▶ PASSAGE TO READ
Sonntag, 16. Januar 2011

AR.Drone with GPS and a magnetic compass

I've put my drone back together with working GPS and compass attached. After calibrating the compass in it's new place the readings are pretty solid. I'm hoping to be able to correct navdata output for yaw with it pretty soon :-)

Pictures:







Montag, 10. Januar 2011

I2C Tools for the AR.Drone

As I've mentioned before, I've done some investigation concerning the i2c bus on the ar.drone. I just wanted to share the i2c tools used to probe the bus and a couple of results with you real quick. A link to the tools compiled for the drone can be found at the end of this post. Probing the two i2c busses yields the following results:


  1. # i2cdetect -y 0
  2.      0  1  2  3  4  5  6  7  8  9  a  b  c  d  e  f
  3. 00:          -- -- -- -- -- -- -- -- -- -- -- -- --
  4. 10-- -- -- -- -- -- -- -- -- -- -- -- -- -- -- --
  5. 20-- -- -- -- -- -- -- -- -- -- -- -- -- -- -- --
  6. 30-- -- -- -- -- -- -- -- -- -- -- -- -- -- -- --
  7. 40-- -- -- -- -- -- -- -- -- 49 -- -- -- -- -- --
  8. 5050 -- -- -- -- -- -- -- -- -- -- -- -- 5d -- --
  9. 60-- -- -- -- -- -- -- -- -- -- -- -- -- -- -- --
  10. 70-- -- -- -- -- -- -- --                        
  11. # i2cdetect -y 1
  12.      0  1  2  3  4  5  6  7  8  9  a  b  c  d  e  f
  13. 00:          -- -- -- -- -- -- -- -- -- -- -- -- --
  14. 10-- -- -- -- -- -- -- -- -- -- -- -- -- -- -- --
  15. 20-- 21 -- -- -- -- -- -- -- -- -- -- -- -- -- --
  16. 30-- -- -- -- -- -- -- -- -- -- -- -- -- -- -- --
  17. 40-- -- -- -- -- -- -- -- -- -- -- -- -- -- -- --
  18. 50-- -- -- -- -- -- -- -- -- -- -- -- -- -- -- --
  19. 60-- -- -- -- -- -- -- -- -- -- -- -- -- -- -- --
  20. 70-- -- -- -- -- -- -- --      

i2c 0, address 5d is the bottom camera
i2c 0, address 50 is the 24C32WI eeprom

The rest is unknown to me so far. I've not tried to dump the eeprom for fear of accidentally overwriting it, I will probably pull up it's read only pin and give it a shot at some point though. :-)

Files:
i2ctools (arm binaries)

▶ GIVEN INFORMATION
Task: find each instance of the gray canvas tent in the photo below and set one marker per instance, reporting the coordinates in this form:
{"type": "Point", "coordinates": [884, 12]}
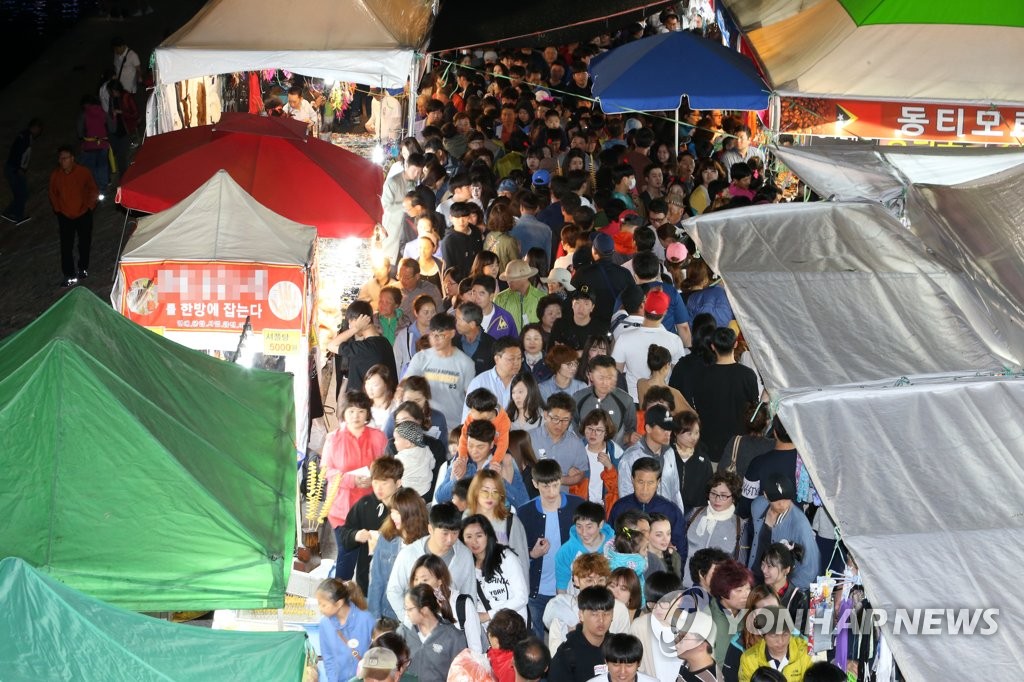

▶ INSTRUCTIONS
1. Could you edit the AR.Drone blog post by giving it again from the words "The rest is" through the words "point though. :-)", with "read only pin" replaced by "write-protect pin"?
2. How would the AR.Drone blog post go on from where it stops?

▶ EXPECTED ANSWERS
1.
The rest is unknown to me so far. I've not tried to dump the eeprom for fear of accidentally overwriting it, I will probably pull up it's write-protect pin and give it a shot at some point though. :-)

2.
Attaching an I2C compass to the AR.Drone

I've recently attached a magnetic compass to the drone using the i2c bus. Let me start by saying that a good compass is not exactly cheap, I paid about 25€ for it and I've seen it being sold for over 100€ so it's an expensive toy. Also, from what I've gathered, it's really hard to find a good position for it on the drone seeing as all the motors have a strong magnetic field. Right now, my drone isn't exactly flyable but I will share my experience with the additional sensor nonetheless, even though I have not found an ideal spot to place it at yet.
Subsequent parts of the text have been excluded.